**What this exercise asks**
1. Summarize the blog post in two sentences.
2. Translate this sentence from the blog post into Spanish: "You have to doubt any of this would have been tolerated if the Tea Party did it."
3. Answer these questions using the blog post.
(a) At what minute mark did Google+ manage to bring the author into the dialogue?
(b) Who took the photo of the author at the Phillips Foundation gathering?
(c) On what date and at what time is the next Dionysium scheduled?

**Extract provided**
==*==
It is hard to make the case that the Occupy Wall Street
movement is fully reasonable, I think, given some of their strange ideas about
economics and their strange behavior – yet they are tolerated. It’s worth noting there has been fighting,
vandalism, rape, and even a shot taken at
the White House amidst the Occupants’ activities. You have to doubt any of this would have been
tolerated if the Tea Party did it. (Judith
Weiss pointed out a recent National
Review article about the
Southern Poverty Law Center’s complete lack of interest in violence among
the Occupants.)
Still, even Occupy has some good points, and here’s video of the fairly
civil dialogue I had with a couple Occupy activists (plus less-radical CNBC
and Google+ commentators) three weeks ago today (the tech wizards at Google+
finally figured out how to have me enter the dialogue at the 7 minute mark, then lost me again about
fifteen minutes before the dialogue ended).
Careful observers will notice I deploy the same cowboy hat
and “V Guy” mask I wore at the beginning of last week’s Dionysium event in
Williamsburg (of which I hope our videographer will have footage next week that
I can link).
I don’t always talk to Occupy radicals and anarchists,
though, and you can also see a photo nearby (by Doug DeMark) of me at this month’s
conservative-filled Phillips Foundation gathering (flanked by Rachel Currie and
Laura Vanderkam), and tonight at 7:45pm I’ll attend NYPD terror-tracker Hannah
Meyers’ album release party at Fontana’s (admittedly after a quick 7pm stop at
King’s Head Tavern to see a bunch of anarcho-capitalists). I’m thanked in her liner notes.
And speaking of liner notes, it looks like the most prolific
female writer of album liner notes, Dawn Eden, will join Hannah onstage at our
next Dionysium (June 21, 8pm, in Williamsburg) – but Dawn is by some measures
even more conservative than Hannah and instead of rocking will in this case be
discussing her new book My Peace I Give
You about the Catholic saints and psychological healing. More soon.
==*==
[Items listed in a dataset]
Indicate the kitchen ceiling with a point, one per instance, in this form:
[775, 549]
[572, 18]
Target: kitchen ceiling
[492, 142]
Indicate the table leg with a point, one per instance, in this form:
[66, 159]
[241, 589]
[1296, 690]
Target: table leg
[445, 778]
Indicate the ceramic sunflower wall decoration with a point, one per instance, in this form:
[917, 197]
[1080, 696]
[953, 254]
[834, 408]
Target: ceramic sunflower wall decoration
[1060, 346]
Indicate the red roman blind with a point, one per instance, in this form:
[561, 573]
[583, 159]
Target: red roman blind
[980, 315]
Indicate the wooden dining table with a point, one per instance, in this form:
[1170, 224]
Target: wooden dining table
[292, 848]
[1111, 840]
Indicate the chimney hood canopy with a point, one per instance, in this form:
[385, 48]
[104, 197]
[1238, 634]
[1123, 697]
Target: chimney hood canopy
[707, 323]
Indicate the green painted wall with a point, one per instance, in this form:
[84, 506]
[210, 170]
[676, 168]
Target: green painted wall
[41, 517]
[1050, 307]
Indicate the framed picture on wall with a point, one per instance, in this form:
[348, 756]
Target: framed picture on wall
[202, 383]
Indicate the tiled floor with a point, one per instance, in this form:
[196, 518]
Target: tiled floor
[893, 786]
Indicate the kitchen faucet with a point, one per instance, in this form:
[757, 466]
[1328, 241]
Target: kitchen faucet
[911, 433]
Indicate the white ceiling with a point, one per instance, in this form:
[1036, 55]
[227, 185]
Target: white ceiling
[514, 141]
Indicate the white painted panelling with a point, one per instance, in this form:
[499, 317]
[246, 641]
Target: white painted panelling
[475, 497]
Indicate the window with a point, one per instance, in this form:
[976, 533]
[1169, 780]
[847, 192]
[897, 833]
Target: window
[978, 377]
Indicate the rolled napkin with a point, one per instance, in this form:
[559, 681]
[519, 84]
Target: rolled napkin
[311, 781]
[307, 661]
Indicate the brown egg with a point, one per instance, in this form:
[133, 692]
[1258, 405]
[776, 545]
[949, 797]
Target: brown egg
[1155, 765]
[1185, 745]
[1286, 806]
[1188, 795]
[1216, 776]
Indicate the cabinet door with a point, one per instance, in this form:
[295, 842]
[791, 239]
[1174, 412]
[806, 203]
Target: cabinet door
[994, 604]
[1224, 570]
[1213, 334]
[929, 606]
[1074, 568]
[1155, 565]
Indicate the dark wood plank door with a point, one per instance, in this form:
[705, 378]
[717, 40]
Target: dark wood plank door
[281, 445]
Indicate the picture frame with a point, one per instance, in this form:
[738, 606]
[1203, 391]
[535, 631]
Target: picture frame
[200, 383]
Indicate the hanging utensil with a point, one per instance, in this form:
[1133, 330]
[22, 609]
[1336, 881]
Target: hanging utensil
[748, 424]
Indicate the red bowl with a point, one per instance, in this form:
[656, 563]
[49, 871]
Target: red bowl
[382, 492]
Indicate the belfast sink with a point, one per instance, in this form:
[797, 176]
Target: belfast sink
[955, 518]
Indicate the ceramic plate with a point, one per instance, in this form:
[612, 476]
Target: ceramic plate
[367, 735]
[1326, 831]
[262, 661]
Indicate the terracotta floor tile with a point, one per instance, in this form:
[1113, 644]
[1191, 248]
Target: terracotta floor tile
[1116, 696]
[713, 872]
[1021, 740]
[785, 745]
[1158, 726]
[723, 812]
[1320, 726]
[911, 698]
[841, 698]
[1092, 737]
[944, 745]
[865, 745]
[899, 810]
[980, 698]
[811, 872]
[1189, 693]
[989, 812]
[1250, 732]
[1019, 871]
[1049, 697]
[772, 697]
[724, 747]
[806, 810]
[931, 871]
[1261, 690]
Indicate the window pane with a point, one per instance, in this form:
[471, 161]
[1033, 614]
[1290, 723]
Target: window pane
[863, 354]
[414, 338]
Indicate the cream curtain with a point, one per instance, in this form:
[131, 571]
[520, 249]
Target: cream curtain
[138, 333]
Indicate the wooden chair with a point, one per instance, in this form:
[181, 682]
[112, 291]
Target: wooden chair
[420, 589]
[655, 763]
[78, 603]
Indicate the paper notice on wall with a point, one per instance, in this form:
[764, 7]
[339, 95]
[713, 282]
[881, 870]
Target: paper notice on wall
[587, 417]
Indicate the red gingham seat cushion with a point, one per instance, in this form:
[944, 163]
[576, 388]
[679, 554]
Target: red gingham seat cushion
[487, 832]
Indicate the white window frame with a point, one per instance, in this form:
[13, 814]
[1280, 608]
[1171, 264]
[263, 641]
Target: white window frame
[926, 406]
==*==
**Expected outputs**
1. The author argues that the Occupy Wall Street movement is tolerated despite strange ideas and incidents such as fighting, vandalism, and rape that likely would not have been tolerated from the Tea Party, while granting that Occupy has some good points and sharing video of a fairly civil dialogue with Occupy activists. The author also mentions attending a conservative-filled Phillips Foundation gathering and Hannah Meyers' album release party, and notes that Dawn Eden will likely join Hannah onstage at the next Dionysium to discuss her new book about the Catholic saints and psychological healing.

2. Hay que dudar que algo de esto se hubiera tolerado si lo hubiera hecho el Tea Party.

3.
(a) The 7 minute mark.
(b) Doug DeMark.
(c) June 21 at 8pm.